___ Testo fornito ___

Una legione straniera polisportiva ha occupato lo sport italiano. Un lento processo di
invasione professionistica avviato dalla legge Bosman e poi perpetuato con la fitta
regolamentazione dei singoli sport. Nel campionato di calcio l’esterofilia è la prassi e
questo ha contribuito al magro reclutamento della nazionale, compresa la difficoltà
di individuare un centravanti all’altezza della situazione (sarà Raspadori?). Tra l’altro
il livello degli stranieri in quello che una volta veniva etichettato come “il
campionato più bello del mondo” non è di altissimo livello. Ronaldo ha preferito altri
lidi e il cannoniere emerito è Arnautovic, veterano del Bologna, di livello certo non
paragonabile a Mbappè, Haland o Lewandowsky. E che dire del basket dove
l’equilibrio sei stranieri/sei italiani gravita tutto a favore dei primi, regolarmente
reclutati per il quintetto base ma anche qui registrando uno scadimento della
qualità. Gli stranieri migliori evolvono in Spagna, Grecia, persino in Francia e
Germania, nonostante la messa in liquidazione agonistica delle squadre russe che ha
liberato fresca materia prima. Anche nei sestetti della pallavolo, nonostante la
fresca laurea di campione mondiale della squadra azzurra, l’identità nostrana
scarseggia. Illuminante il caso di Romanò (non un giovanissimo, ha 25 anni) che pur
essendo titolare della squadra iridata ha fatto tanta panchina nella squadra di club.

___ Insieme di voci ___

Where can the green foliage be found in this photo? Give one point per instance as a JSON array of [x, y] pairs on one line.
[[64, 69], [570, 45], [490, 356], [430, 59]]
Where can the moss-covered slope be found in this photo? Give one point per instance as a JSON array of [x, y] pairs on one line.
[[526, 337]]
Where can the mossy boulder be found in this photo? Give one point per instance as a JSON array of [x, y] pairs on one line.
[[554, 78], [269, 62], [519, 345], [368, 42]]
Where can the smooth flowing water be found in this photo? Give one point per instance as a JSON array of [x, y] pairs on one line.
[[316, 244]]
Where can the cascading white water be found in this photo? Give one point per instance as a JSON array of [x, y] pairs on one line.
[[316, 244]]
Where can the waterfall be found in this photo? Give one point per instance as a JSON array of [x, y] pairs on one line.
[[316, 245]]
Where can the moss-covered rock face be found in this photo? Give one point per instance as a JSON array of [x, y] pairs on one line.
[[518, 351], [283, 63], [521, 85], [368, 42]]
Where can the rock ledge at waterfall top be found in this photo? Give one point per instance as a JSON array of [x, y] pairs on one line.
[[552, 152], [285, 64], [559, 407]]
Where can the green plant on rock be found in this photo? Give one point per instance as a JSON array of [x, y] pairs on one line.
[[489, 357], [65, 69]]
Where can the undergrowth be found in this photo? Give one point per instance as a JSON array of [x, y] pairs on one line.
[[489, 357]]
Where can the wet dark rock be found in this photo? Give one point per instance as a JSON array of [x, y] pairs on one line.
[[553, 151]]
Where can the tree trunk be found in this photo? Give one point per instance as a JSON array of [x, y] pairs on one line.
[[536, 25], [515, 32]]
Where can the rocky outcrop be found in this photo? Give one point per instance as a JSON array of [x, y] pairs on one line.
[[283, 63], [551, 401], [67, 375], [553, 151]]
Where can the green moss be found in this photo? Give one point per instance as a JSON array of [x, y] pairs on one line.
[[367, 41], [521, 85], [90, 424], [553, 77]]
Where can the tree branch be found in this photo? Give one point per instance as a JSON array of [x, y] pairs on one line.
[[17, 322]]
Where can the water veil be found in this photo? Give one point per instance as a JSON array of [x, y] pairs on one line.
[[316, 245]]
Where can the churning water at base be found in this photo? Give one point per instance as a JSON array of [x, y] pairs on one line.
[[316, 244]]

___

* [Compito assegnato 1]: Come riassumeresti in due frasi il testo sugli stranieri nello sport italiano?
* [Compito assegnato 2]: Porta avanti il testo sugli stranieri nello sport italiano a partire dalla sua ultima frase.
Le voci provengono da un'altra fonte.

* [Esito del compito 1]: Secondo il testo, dopo la legge Bosman gli stranieri hanno occupato lo sport italiano, e nel calcio questa esterofilia ha impoverito il reclutamento della nazionale senza portare giocatori di altissimo livello. Anche nel basket gli stranieri prevalgono ma con uno scadimento della qualità, mentre nella pallavolo l'identità nostrana scarseggia, come mostra il caso di Romanò, titolare nella squadra campione del mondo ma spesso in panchina nel club.

* [Esito del compito 2]:
Questa situazione rende più difficile il lavoro dei selezionatori delle nazionali di
calcio, basket e pallavolo che devono valutare giocatori che hanno occasioni
agonistiche con il contagocce. E questo è anche il motivo perché i nostri sportivi
sbocciano tardi, tenuti nella bambagia per il rispetto delle gerarchie. Questa
condizione di dipendenza non ha restituzione. E’ ancora scarso il numero dei
tesserati italiani che militano nei campionati stranieri. Fa eccezione la pallavolo ma
alla voce “allenatori”. Le principali nazionali hanno infatti un tecnico cresciuto nel
Belpaese.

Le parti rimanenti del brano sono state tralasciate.